→ Exercise text:
⁂

It helps to have a Wonder of the World in your neighborhood. The two skyscraper hotels that will rise on the Ontario side in the next two years will add 850 rooms to the more than 16,000 that already exist for the 10 million people who visit the falls every year from around the world.

Niagara Falls, Ont., Mayor R.T. "Ted" Salci sees the number of visitors doubling in the next five years, particularly with a new advertising campaign targeting the Asian market.

"In mainland China, you have 30 million people on the move each year," Salci said. "The potential here is so great I don't see a limit at the moment on the number of hotel rooms we can have."

The Seneca Niagara Casino hotel, when fully opened in March, will add 600 rooms on the American side.

"The new hotel will strengthen our impact on the local economy by allowing us to aggressively market our property to individuals from around the world," said Philip J. Pantano, Seneca Niagara's public relations manager.

Casino Niagara, in going ahead with what general manager Drew Chamberlain calls a "drastic" makeover, recognizes the international appeal of the Fallsview Casino Resort and plans instead to aggressively go after a more regional market from Hamilton to Buffalo.

If this were a game of Texas Hold 'em, the Buffalo casino would be the all-important river card -- the fifth community card dealt face-up -- the make-it-or-break-it card, where a player can win or "drown at the river."

With the gambling pot growing bigger, is there a chance Buffalo will drown at the river?

No way, the experts say.

> A sure thing

The local population alone -- people living within a 50-mile radius or an hour's drive -- could easily support five casinos in the Buffalo Niagara region, Thompson said.

"If you bring in people from outside that ring, you could double the number of casinos and hotels in the area before you reach any kind of saturation point," he said. "If you include patrons from Toronto, you could triple that number."

With five casinos, the Buffalo Niagara region would rank 10th nationwide among cities with the highest concentration of casinos, far behind Las Vegas, with 84 casinos, but not too far behind Atlantic City's 12, Lake Tahoe's 10 and the nine in Tunica, Miss., and beating the Detroit-Windsor area by one.

Niagara Falls, Ont., is by far the region's leader. Since opening at the base of the Clifton Hill tourist district, the three-story Casino Niagara has seen 68 million patrons pass through its doors and taken in millions of dollars in revenue, said Chamberlain.

⁂

→ Data shown:
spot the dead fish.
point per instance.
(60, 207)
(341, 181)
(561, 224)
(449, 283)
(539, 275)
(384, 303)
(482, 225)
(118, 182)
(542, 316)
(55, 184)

⁂

→ Work instruction:
Pick up the article on casino and hotel growth around Niagara Falls right after its last sentence and carry it forward.

→ Your response:
When the 30-story Niagara Fallsview Casino Resort opened, attracting entertainment stars and high rollers, Casino Niagara felt the competition.

Both casinos are owned by the Ontario Lottery and Gaming Corp., an agency of the provincial government, and operated by Falls Management Co., a private outfit, but they still compete for patrons by carving out a particular niche.

Gambling revenue and patrons at both casinos continue to increase every year, with a combined take of $129 million (U.S.) for the first quarter of this year, said Teresa Roncon, the gambling corporation's manager of public relations.

The new look Casino Niagara features a wall of 26 high-definition TV screens beaming in global sports events, a ticker tape with the latest scores and results, and Canada's only wagering facility covering all sports, including horse racing.

The Senecas own both Western New York casinos, and will own the one in Buffalo, too. Like the provincial government in Ontario, their challenge will be to make sure the casinos are different enough to maintain financial stability.

> Flagship in the Falls

"In terms of size, the Seneca Niagara Casino and hotel will continue to be the flagship of the three properties," Pantano said. "Each of the properties, however, will have its own distinctive personality, which will diversify what we have to offer."

Niagara Falls has a high-limit gambling room and Salamanca does not, Pantano said. He said other changes will occur as the Seneca casinos continue to evolve.

Seneca Niagara Casino and Hotel announced Friday it's embarking on an aggressive hiring campaign to fill 1,000 jobs at the new hotel, adding to the 2,400 people already working there, and the 850 in the Salamanca operation.